# Would you guys recommend these rain guards for the cruze?



## gacl (Jan 22, 2019)

I got chrome rain visors for my mirrors and the cruze already has a line of chrome at the bottom of the windows. I am just wondering if you guys like how these look.

Link: https://www.ebay.com/itm/New-Chevy-CRUZE-Rain-and-Sun-Visor-Vent-Guard-4PCS-4-Door/332981113795


----------



## Blasirl (Mar 31, 2015)

They look like they are painted silver. I would ask if they are chromed or not.

I personally have essentially de-chromed my Cruze, but as long as you like it, do what you want.


----------



## Blasirl (Mar 31, 2015)

After relooking at ALL the pictures, it does seem to be chromed plastic. I would still ask though.


----------



## Iamantman (Sep 24, 2018)

Blasirl said:


> After relooking at ALL the pictures, it does seem to be chromed plastic. I would still ask though.


Yeah they look electroplated to me. Rain guards aren't my thing but do you man!


----------



## BlakeCary (Jan 11, 2017)

I have tried several brands of these and I found these to be the absolute best.
https://www.wellvisors.net/index.php/chevrolet-cruze-16-17-with-chrome-trim.html


----------

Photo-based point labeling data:
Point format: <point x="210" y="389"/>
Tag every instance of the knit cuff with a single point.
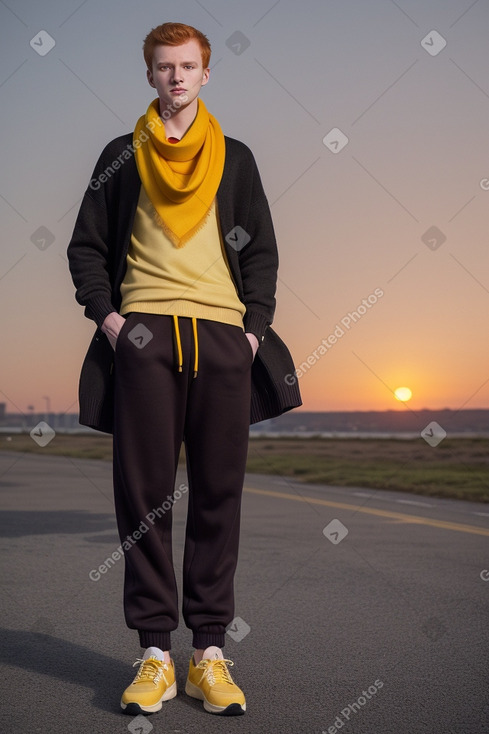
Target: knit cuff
<point x="255" y="323"/>
<point x="98" y="309"/>
<point x="215" y="635"/>
<point x="155" y="639"/>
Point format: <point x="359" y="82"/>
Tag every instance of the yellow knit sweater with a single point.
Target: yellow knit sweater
<point x="193" y="280"/>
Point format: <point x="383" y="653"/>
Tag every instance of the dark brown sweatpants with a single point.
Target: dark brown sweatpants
<point x="156" y="407"/>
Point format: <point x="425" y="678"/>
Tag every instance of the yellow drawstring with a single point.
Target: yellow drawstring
<point x="179" y="345"/>
<point x="196" y="347"/>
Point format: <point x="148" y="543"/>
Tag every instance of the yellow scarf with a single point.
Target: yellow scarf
<point x="181" y="179"/>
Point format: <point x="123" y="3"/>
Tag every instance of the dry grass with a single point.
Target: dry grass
<point x="456" y="468"/>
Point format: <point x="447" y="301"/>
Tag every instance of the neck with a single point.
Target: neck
<point x="177" y="125"/>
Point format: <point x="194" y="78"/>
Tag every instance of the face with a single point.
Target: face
<point x="177" y="73"/>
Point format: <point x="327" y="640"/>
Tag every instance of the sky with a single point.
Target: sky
<point x="368" y="121"/>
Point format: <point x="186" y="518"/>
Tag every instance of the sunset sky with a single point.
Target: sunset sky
<point x="400" y="214"/>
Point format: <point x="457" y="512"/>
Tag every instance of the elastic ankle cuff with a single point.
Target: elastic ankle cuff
<point x="201" y="639"/>
<point x="155" y="639"/>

*AIM 1*.
In the rain guard thread, why does BlakeCary recommend the visors in the wellvisors link?
*AIM 2*.
Answer these about the rain guard thread:
(a) What chrome does gacl say the Cruze already has?
(b) How do the guards look to Iamantman?
(c) What has Blasirl done to his own Cruze?

*WRITTEN REPLY 1*.
BlakeCary has tried several brands of these rain guards and found the ones in that link to be the absolute best.

*WRITTEN REPLY 2*.
(a) A line of chrome at the bottom of the windows.
(b) Electroplated.
(c) He has essentially de-chromed it.